### What needs to be done
Render each of the items below as a numbered list with one line per entry, leaving out any blank lines.

### Provided entries
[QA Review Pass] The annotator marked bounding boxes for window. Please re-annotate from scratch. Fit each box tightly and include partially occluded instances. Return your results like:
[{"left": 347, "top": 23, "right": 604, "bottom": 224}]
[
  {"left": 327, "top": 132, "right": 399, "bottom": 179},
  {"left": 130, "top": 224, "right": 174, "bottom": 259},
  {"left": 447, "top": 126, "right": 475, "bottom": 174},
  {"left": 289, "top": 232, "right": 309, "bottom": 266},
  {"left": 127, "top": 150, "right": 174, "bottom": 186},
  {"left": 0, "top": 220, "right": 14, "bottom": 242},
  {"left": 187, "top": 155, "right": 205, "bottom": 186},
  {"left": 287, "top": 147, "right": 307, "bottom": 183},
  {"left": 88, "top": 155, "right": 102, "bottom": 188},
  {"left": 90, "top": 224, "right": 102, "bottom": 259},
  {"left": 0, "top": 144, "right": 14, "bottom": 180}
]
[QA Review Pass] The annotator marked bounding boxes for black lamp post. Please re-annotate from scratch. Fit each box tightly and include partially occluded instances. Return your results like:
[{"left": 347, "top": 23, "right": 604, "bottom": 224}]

### Reply
1. [QA Review Pass] The annotator marked bounding boxes for window. Please re-annotate from scratch. Fit each box tightly and include partially occluded instances. Return your results like:
2. [{"left": 347, "top": 23, "right": 604, "bottom": 224}]
3. [
4.   {"left": 327, "top": 132, "right": 399, "bottom": 179},
5.   {"left": 130, "top": 224, "right": 174, "bottom": 259},
6.   {"left": 447, "top": 126, "right": 475, "bottom": 174},
7.   {"left": 289, "top": 232, "right": 309, "bottom": 266},
8.   {"left": 127, "top": 150, "right": 174, "bottom": 186},
9.   {"left": 0, "top": 220, "right": 14, "bottom": 242},
10.   {"left": 187, "top": 155, "right": 205, "bottom": 186},
11.   {"left": 287, "top": 147, "right": 307, "bottom": 183},
12.   {"left": 88, "top": 155, "right": 102, "bottom": 188},
13.   {"left": 90, "top": 224, "right": 102, "bottom": 259},
14.   {"left": 0, "top": 144, "right": 14, "bottom": 180}
15. ]
16. [QA Review Pass] The annotator marked bounding boxes for black lamp post. Please re-annotate from scratch. Fit each box tightly and include partially occluded instances. Return your results like:
17. [{"left": 347, "top": 23, "right": 604, "bottom": 224}]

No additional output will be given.